| Instruction |
Report only how many lines in the rows below contain the string "stand". Case counts.

| Data supplied |
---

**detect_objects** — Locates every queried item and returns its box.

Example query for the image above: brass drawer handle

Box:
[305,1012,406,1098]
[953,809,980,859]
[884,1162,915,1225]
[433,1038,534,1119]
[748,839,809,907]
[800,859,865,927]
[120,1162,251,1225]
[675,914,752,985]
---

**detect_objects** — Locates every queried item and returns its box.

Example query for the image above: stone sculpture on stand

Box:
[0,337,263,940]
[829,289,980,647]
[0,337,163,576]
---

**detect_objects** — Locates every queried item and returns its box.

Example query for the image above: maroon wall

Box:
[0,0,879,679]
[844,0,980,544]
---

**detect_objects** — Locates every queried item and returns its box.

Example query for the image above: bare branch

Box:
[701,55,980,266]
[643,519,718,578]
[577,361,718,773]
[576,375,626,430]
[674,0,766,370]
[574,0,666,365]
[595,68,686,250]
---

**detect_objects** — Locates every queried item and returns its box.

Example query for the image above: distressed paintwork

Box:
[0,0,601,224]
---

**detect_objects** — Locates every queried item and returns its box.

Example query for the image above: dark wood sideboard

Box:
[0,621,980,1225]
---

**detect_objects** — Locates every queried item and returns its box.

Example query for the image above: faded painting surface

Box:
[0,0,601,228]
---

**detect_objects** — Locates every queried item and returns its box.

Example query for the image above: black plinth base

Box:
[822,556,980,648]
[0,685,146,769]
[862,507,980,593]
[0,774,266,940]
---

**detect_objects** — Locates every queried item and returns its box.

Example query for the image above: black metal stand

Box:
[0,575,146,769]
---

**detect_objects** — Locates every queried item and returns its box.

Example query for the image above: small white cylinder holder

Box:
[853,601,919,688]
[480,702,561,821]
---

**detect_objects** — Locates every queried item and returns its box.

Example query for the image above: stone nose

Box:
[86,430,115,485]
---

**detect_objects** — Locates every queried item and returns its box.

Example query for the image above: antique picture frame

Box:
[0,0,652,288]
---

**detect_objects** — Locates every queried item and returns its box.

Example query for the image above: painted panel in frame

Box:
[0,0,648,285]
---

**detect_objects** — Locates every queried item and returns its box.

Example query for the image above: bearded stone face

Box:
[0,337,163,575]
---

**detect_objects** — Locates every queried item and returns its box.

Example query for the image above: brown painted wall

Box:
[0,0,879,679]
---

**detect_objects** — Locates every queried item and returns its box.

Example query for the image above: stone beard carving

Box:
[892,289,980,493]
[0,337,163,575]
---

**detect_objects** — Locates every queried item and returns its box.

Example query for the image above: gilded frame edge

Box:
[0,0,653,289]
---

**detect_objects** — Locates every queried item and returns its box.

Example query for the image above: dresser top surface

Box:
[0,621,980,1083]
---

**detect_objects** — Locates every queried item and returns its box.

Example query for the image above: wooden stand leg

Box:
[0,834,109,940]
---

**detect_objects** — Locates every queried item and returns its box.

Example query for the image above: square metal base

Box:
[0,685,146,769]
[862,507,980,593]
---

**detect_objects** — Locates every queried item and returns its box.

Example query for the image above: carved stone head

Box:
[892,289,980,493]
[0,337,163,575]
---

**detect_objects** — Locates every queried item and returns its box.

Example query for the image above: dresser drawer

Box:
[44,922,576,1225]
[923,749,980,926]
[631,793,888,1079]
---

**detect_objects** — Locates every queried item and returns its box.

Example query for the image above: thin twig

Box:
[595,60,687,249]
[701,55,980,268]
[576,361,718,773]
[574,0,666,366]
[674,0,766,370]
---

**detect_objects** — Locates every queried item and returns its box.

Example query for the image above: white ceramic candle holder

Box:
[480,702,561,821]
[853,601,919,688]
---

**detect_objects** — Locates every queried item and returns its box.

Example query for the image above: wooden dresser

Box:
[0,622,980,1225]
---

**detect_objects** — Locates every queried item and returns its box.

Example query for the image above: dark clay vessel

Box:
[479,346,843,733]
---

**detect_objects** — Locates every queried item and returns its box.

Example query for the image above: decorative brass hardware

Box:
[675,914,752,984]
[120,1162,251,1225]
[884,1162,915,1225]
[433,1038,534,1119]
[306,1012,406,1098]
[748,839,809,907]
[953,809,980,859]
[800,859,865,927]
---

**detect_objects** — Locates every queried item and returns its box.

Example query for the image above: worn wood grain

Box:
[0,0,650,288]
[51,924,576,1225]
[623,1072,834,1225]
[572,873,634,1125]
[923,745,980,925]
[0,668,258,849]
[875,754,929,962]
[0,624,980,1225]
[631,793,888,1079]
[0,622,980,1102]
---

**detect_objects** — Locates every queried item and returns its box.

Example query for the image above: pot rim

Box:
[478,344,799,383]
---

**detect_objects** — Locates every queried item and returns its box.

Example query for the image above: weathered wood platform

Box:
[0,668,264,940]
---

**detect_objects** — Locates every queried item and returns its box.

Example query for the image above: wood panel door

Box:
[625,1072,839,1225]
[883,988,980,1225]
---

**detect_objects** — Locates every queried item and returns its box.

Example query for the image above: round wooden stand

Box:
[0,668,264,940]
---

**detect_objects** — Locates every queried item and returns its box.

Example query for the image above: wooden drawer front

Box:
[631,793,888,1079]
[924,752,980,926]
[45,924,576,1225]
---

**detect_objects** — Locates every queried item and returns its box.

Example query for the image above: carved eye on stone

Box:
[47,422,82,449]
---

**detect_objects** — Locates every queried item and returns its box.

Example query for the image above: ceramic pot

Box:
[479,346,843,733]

| Task result |
4